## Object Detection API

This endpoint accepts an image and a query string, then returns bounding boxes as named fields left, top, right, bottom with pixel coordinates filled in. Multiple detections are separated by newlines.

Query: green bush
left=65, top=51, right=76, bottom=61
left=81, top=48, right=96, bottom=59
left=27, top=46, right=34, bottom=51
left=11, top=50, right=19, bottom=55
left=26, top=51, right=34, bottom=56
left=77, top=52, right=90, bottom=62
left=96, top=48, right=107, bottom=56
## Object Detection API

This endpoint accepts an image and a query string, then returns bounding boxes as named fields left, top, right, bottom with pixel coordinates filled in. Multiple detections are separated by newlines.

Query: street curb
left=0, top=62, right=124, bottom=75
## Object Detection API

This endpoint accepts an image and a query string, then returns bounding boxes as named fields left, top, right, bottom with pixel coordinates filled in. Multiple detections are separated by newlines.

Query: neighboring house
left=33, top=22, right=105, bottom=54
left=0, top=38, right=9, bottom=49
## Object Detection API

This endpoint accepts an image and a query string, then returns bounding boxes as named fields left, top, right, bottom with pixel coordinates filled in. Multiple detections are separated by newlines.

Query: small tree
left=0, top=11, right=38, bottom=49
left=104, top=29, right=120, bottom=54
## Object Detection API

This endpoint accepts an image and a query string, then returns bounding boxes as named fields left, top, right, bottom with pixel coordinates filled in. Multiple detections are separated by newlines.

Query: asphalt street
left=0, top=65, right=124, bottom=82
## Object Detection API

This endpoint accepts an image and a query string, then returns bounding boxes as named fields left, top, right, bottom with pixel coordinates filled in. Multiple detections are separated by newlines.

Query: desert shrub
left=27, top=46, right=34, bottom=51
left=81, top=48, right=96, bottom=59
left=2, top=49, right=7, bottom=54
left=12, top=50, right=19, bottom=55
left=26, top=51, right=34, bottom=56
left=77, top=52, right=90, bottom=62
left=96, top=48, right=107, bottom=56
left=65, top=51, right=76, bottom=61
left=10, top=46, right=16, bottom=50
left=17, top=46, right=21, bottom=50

--------------------

Present all of the data above as a numbered list, one line per item, leaving out the blank lines.

1. ## Object Detection API
2. This endpoint accepts an image and a query string, then returns bounding boxes as named fields left, top, right, bottom with pixel coordinates filled in. Multiple detections are separated by newlines.
3. Query: green bush
4. left=65, top=51, right=76, bottom=61
5. left=81, top=48, right=96, bottom=59
6. left=27, top=46, right=34, bottom=51
7. left=11, top=50, right=19, bottom=55
8. left=26, top=51, right=34, bottom=56
9. left=77, top=52, right=90, bottom=62
10. left=96, top=48, right=107, bottom=56
11. ## Object Detection API
12. This endpoint accepts an image and a query string, then returns bounding boxes as named fields left, top, right, bottom with pixel coordinates filled in. Multiple detections are separated by newlines.
13. Query: street curb
14. left=0, top=62, right=124, bottom=75
15. ## Object Detection API
16. This endpoint accepts an image and a query string, then returns bounding boxes as named fields left, top, right, bottom with pixel coordinates filled in. Multiple detections are separated by newlines.
17. Query: neighboring house
18. left=33, top=22, right=105, bottom=54
19. left=0, top=38, right=9, bottom=49
20. ## Object Detection API
21. This endpoint accepts an image and a query string, then returns bounding boxes as named fields left, top, right, bottom with pixel coordinates filled in. Multiple detections are separated by newlines.
22. Query: small tree
23. left=0, top=11, right=38, bottom=49
24. left=104, top=29, right=120, bottom=54
25. ## Object Detection API
26. This endpoint accepts an image and a query string, then returns bounding boxes as named fields left, top, right, bottom with pixel coordinates filled in. Multiple detections are separated by newlines.
27. Query: asphalt street
28. left=0, top=65, right=124, bottom=82
29. ## Object Detection API
30. This endpoint accepts an image and a query string, then returns bounding boxes as named fields left, top, right, bottom with pixel coordinates filled in. Multiple detections are separated by newlines.
31. Query: desert shrub
32. left=27, top=46, right=34, bottom=51
33. left=81, top=48, right=96, bottom=59
34. left=2, top=49, right=7, bottom=54
35. left=12, top=50, right=19, bottom=55
36. left=26, top=51, right=34, bottom=56
37. left=77, top=52, right=90, bottom=62
38. left=96, top=48, right=107, bottom=56
39. left=65, top=51, right=76, bottom=61
40. left=10, top=46, right=16, bottom=50
41. left=17, top=46, right=21, bottom=50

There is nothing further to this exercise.